/---

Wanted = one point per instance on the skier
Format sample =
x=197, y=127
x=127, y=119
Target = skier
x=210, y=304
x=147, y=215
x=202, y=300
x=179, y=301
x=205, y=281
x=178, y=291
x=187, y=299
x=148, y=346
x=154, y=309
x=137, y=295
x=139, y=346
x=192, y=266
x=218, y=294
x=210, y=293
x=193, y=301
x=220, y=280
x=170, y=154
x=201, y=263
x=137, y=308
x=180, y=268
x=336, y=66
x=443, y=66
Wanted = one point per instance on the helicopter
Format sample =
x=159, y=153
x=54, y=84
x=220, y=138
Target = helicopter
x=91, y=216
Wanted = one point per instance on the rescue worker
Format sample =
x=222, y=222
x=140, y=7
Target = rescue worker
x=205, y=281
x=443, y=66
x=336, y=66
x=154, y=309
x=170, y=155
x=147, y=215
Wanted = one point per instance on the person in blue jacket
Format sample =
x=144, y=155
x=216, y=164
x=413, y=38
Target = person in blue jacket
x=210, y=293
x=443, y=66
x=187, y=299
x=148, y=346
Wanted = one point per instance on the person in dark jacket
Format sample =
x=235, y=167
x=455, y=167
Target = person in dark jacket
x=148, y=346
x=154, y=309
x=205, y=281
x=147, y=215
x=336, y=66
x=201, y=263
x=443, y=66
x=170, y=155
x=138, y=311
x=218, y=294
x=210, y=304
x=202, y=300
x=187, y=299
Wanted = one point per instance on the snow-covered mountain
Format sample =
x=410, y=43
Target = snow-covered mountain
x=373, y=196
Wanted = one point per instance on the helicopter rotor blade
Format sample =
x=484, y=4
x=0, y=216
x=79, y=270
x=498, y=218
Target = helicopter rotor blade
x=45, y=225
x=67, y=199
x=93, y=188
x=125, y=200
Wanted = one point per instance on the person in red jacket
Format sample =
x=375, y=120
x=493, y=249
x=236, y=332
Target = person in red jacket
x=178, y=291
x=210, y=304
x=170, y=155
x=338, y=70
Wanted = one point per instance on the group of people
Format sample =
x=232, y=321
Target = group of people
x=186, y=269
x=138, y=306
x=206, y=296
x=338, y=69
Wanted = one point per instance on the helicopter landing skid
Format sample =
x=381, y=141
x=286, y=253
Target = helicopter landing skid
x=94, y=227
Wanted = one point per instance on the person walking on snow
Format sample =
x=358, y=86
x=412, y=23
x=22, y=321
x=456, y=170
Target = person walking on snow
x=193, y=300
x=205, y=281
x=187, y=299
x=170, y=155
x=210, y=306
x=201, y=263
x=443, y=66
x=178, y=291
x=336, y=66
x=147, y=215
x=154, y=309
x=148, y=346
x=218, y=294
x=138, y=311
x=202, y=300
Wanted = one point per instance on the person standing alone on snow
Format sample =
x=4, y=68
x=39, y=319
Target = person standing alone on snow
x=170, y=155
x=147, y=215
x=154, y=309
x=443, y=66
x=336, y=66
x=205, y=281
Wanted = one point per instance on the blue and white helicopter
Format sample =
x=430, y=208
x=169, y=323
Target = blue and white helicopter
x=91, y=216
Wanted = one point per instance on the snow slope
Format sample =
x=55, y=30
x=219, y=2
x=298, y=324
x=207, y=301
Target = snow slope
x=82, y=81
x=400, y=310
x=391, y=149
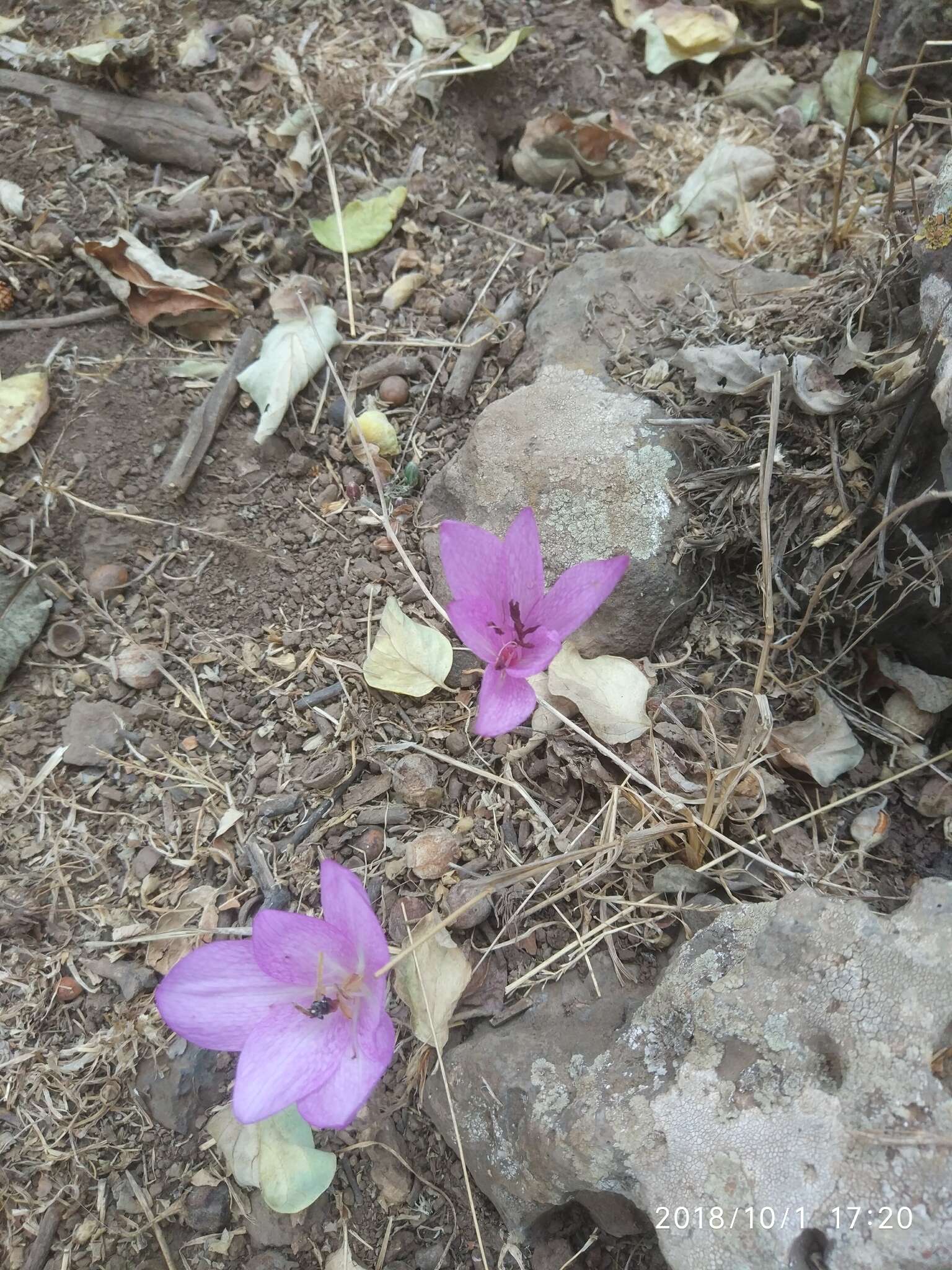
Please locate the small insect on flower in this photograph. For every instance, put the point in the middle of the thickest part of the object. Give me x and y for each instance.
(301, 1001)
(501, 610)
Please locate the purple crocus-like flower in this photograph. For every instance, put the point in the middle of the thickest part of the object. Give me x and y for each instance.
(503, 611)
(299, 1000)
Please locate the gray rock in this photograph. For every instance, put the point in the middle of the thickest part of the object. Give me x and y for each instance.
(596, 471)
(178, 1093)
(207, 1209)
(607, 303)
(93, 730)
(782, 1061)
(674, 877)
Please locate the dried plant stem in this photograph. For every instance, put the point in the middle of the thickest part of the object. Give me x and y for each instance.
(844, 155)
(450, 1103)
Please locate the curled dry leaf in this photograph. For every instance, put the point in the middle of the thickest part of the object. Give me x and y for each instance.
(366, 223)
(875, 104)
(733, 368)
(487, 59)
(12, 200)
(679, 33)
(407, 655)
(718, 186)
(558, 150)
(431, 981)
(293, 353)
(197, 48)
(276, 1155)
(815, 388)
(400, 291)
(823, 746)
(24, 401)
(146, 285)
(932, 693)
(759, 87)
(610, 691)
(375, 429)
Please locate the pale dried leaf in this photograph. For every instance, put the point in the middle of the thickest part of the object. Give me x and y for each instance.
(431, 981)
(759, 87)
(823, 746)
(815, 388)
(731, 368)
(932, 693)
(400, 291)
(291, 356)
(407, 655)
(729, 175)
(24, 401)
(12, 200)
(610, 691)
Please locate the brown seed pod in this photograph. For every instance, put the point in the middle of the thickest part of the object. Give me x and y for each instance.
(68, 988)
(65, 639)
(107, 579)
(394, 390)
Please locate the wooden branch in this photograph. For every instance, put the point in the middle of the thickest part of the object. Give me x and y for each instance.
(205, 419)
(477, 347)
(145, 130)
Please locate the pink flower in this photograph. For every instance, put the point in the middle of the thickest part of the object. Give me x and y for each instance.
(501, 610)
(299, 1000)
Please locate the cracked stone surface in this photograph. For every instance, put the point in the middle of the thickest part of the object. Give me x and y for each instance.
(781, 1061)
(597, 473)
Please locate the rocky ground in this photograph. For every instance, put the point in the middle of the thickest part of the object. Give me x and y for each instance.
(187, 733)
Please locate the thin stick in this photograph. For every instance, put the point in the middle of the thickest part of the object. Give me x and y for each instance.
(765, 556)
(99, 314)
(450, 1103)
(838, 569)
(43, 1238)
(844, 155)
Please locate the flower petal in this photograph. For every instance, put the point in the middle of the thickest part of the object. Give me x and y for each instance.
(293, 948)
(542, 647)
(348, 910)
(578, 592)
(286, 1057)
(218, 995)
(472, 561)
(506, 701)
(335, 1104)
(526, 584)
(471, 620)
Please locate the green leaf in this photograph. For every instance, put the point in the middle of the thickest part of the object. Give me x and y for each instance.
(293, 1173)
(276, 1155)
(488, 59)
(366, 223)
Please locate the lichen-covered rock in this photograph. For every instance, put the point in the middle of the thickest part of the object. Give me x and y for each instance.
(781, 1065)
(597, 473)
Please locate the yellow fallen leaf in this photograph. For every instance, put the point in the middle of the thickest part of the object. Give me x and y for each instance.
(488, 59)
(376, 429)
(407, 655)
(24, 399)
(366, 223)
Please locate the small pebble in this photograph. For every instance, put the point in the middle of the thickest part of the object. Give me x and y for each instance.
(394, 390)
(107, 579)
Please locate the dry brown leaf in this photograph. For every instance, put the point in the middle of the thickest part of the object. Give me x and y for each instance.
(146, 285)
(557, 150)
(431, 981)
(823, 746)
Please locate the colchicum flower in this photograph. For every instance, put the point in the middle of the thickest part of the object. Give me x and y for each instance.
(501, 611)
(299, 1000)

\---

— Task —
Rewrite all of the material above as a JSON list of strings, one string per line, leaving out blank lines and any pictures.

— Exercise result —
[
  "Wanted = one point per instance on the skier",
  "Format sample =",
  "x=197, y=127",
  "x=127, y=119",
  "Target = skier",
  "x=210, y=304",
  "x=147, y=215",
  "x=202, y=300",
  "x=179, y=301",
  "x=205, y=281",
  "x=178, y=291",
  "x=187, y=299",
  "x=148, y=346",
  "x=154, y=309",
  "x=137, y=295",
  "x=139, y=346",
  "x=192, y=266",
  "x=218, y=294",
  "x=210, y=293",
  "x=193, y=301",
  "x=220, y=280",
  "x=170, y=154",
  "x=201, y=263",
  "x=137, y=308",
  "x=180, y=268",
  "x=336, y=66",
  "x=443, y=66",
  "Wanted = one point per instance on the helicopter",
  "Format sample =",
  "x=159, y=153",
  "x=54, y=84",
  "x=220, y=138",
  "Target = helicopter",
  "x=91, y=216",
  "Wanted = one point per instance on the rescue worker",
  "Format sample =",
  "x=222, y=222",
  "x=140, y=7",
  "Target = rescue worker",
  "x=205, y=281",
  "x=443, y=66",
  "x=336, y=66",
  "x=154, y=309",
  "x=170, y=155",
  "x=147, y=215",
  "Wanted = one point per instance on the person in blue jacket",
  "Format sample =",
  "x=144, y=155",
  "x=216, y=164",
  "x=413, y=38",
  "Target = person in blue jacket",
  "x=210, y=293",
  "x=443, y=66",
  "x=187, y=299",
  "x=148, y=346",
  "Wanted = one point per instance on the person in dark jacket",
  "Format sample =",
  "x=235, y=167",
  "x=455, y=167",
  "Target = person in dark jacket",
  "x=148, y=346",
  "x=154, y=309",
  "x=205, y=281",
  "x=147, y=215",
  "x=336, y=66",
  "x=201, y=263",
  "x=443, y=66",
  "x=170, y=155",
  "x=138, y=311",
  "x=218, y=294",
  "x=210, y=304",
  "x=202, y=300",
  "x=187, y=299",
  "Wanted = one point per instance on the snow-covered mountain",
  "Format sample =",
  "x=410, y=43",
  "Target = snow-covered mountain",
  "x=373, y=196",
  "Wanted = one point per instance on the helicopter rotor blade",
  "Format sample =",
  "x=484, y=4",
  "x=0, y=216",
  "x=79, y=270",
  "x=498, y=218",
  "Target = helicopter rotor blade",
  "x=45, y=225",
  "x=67, y=199",
  "x=93, y=188",
  "x=125, y=200",
  "Wanted = one point per instance on the person in red jacket",
  "Format sample =",
  "x=375, y=120",
  "x=493, y=249",
  "x=236, y=332",
  "Target = person in red jacket",
  "x=178, y=291",
  "x=210, y=304",
  "x=170, y=155",
  "x=338, y=70",
  "Wanted = one point per instance on the group of people",
  "Format sample =",
  "x=232, y=321",
  "Target = group of people",
  "x=186, y=269",
  "x=138, y=306",
  "x=206, y=296",
  "x=338, y=69",
  "Wanted = one point per instance on the helicopter landing skid",
  "Format sample =",
  "x=381, y=141",
  "x=286, y=253",
  "Target = helicopter landing skid",
  "x=94, y=227",
  "Wanted = one point per instance on the person walking on snow",
  "Format sample =",
  "x=358, y=86",
  "x=412, y=23",
  "x=22, y=321",
  "x=456, y=170",
  "Target = person walking on snow",
  "x=193, y=300",
  "x=205, y=281",
  "x=187, y=299",
  "x=170, y=155",
  "x=210, y=306",
  "x=201, y=263",
  "x=443, y=66",
  "x=178, y=291",
  "x=336, y=66",
  "x=147, y=215",
  "x=154, y=309",
  "x=148, y=346",
  "x=218, y=294",
  "x=138, y=311",
  "x=202, y=300",
  "Wanted = one point per instance on the person standing alone on snow",
  "Format sample =",
  "x=4, y=68",
  "x=39, y=319",
  "Target = person standing alone on snow",
  "x=170, y=155",
  "x=147, y=215",
  "x=154, y=309",
  "x=443, y=66",
  "x=336, y=66",
  "x=205, y=281",
  "Wanted = one point per instance on the blue and white helicopter",
  "Format sample =",
  "x=430, y=208",
  "x=169, y=323",
  "Target = blue and white helicopter",
  "x=91, y=216",
  "Wanted = one point per instance on the snow slope",
  "Format sample =",
  "x=55, y=30",
  "x=219, y=2",
  "x=298, y=324",
  "x=207, y=301",
  "Target = snow slope",
  "x=82, y=81",
  "x=400, y=310",
  "x=391, y=149",
  "Please locate the small insect on flower in this photograph. For every instance, put the point in the middle of the thickest part of the object. Give me x and y for each instance.",
  "(301, 1001)",
  "(501, 610)",
  "Please locate the purple crocus-like flower in this photograph. For every instance, put the point in the middle of the thickest part of the object. Give me x and y for each instance.",
  "(503, 611)",
  "(299, 1000)",
  "Please locate the gray rock in this photograph. For every instance, put the point in the middle of the thickest part of the object. Give me x and y for each instance.",
  "(596, 471)",
  "(178, 1093)",
  "(207, 1209)",
  "(607, 303)",
  "(93, 730)",
  "(782, 1061)",
  "(674, 877)",
  "Please locate the dried plant stem in this photograph. For every instance, put the point in the middle of the thickest part of the object. Give me x and y for each instance.",
  "(844, 155)",
  "(450, 1103)",
  "Please locate the curled dry leaf in this photograph. For every instance, put the point in the middle of the thickest part of the object. Give me x and y for each instance.",
  "(366, 223)",
  "(875, 104)",
  "(733, 368)",
  "(487, 59)",
  "(12, 200)",
  "(679, 33)",
  "(407, 655)",
  "(718, 186)",
  "(558, 150)",
  "(431, 981)",
  "(293, 353)",
  "(197, 48)",
  "(276, 1155)",
  "(815, 388)",
  "(400, 291)",
  "(823, 746)",
  "(24, 401)",
  "(146, 285)",
  "(932, 693)",
  "(759, 87)",
  "(610, 691)",
  "(375, 429)",
  "Please locate the pale dried leaf in this photograph. For every instance, put the point in the middle of the thickest part of the object. Give me x and y for each instance.",
  "(431, 981)",
  "(759, 87)",
  "(823, 746)",
  "(815, 388)",
  "(731, 368)",
  "(932, 693)",
  "(400, 291)",
  "(291, 356)",
  "(407, 655)",
  "(729, 175)",
  "(24, 401)",
  "(12, 200)",
  "(610, 691)",
  "Please locate the brown seed pod in this photograph. For every instance, put the point in the middle of the thickest part of the object. Give me x and y for each instance.",
  "(68, 988)",
  "(65, 639)",
  "(107, 579)",
  "(394, 390)",
  "Please locate the wooden branch in this photograph. For every instance, put the point in the middle of the thickest part of the object. Give me x and y for each instance.",
  "(205, 419)",
  "(477, 347)",
  "(145, 130)",
  "Please locate the pink flower in this photograph. For every instance, put the point in the middle of the thickest part of the object. Give me x and y for each instance.",
  "(501, 610)",
  "(299, 1000)",
  "Please locate the cracked stone surface in this photograph. For every instance, put the point in the middle of the thickest part of the object. Give me x and y for each instance.",
  "(781, 1061)",
  "(597, 473)",
  "Please locate the rocky ground in this photograph. For every instance, put the point in the middle of the thickest part of the object. Give me x and y for each instance.",
  "(187, 733)",
  "Please locate the thin stick in this photograph. For every instance, put the point in the middle of the thickest part of the object. Give me x and y for each instance.",
  "(765, 556)",
  "(99, 314)",
  "(450, 1103)",
  "(838, 569)",
  "(43, 1238)",
  "(844, 155)",
  "Please locate the flower petal in this photograph. For every instance, put the point in the middle of the thickest part of the object. Give me x and y for each instance.",
  "(293, 948)",
  "(542, 647)",
  "(348, 910)",
  "(578, 592)",
  "(286, 1057)",
  "(218, 995)",
  "(472, 561)",
  "(506, 701)",
  "(335, 1104)",
  "(526, 584)",
  "(471, 620)",
  "Please locate the green leaf in this photograph. For every instance, put the point in the middle of the thickest part of the object. Give me x and y for each instance.",
  "(293, 1173)",
  "(276, 1155)",
  "(488, 59)",
  "(366, 223)",
  "Please locate the lichen-covered rock in this photograph. For every instance, put the point in the middle of the thickest part of the object. Give me x and y for each instance.",
  "(781, 1065)",
  "(597, 473)",
  "Please locate the yellow fallen leaf in this photograph. For every instance, put the point in the middle of the thickest part of the object. Give me x and y for each instance.",
  "(488, 59)",
  "(376, 429)",
  "(407, 655)",
  "(24, 399)",
  "(366, 223)",
  "Please locate the small pebble in this photograph. For every instance, put the point in the middle of the thickest part of the object. Give me x and y for each instance.",
  "(394, 390)",
  "(107, 579)",
  "Please locate the dry brown leaf in this photograph. For every instance, put the point in the middle of the thickest part of the object. Give me x and y for each instance.",
  "(146, 285)",
  "(557, 150)",
  "(431, 981)",
  "(823, 746)",
  "Please locate the colchicum flower in this photograph. For every instance, put the point in the middle of the thickest part of the object. Give me x and y for each instance.",
  "(501, 611)",
  "(299, 1000)"
]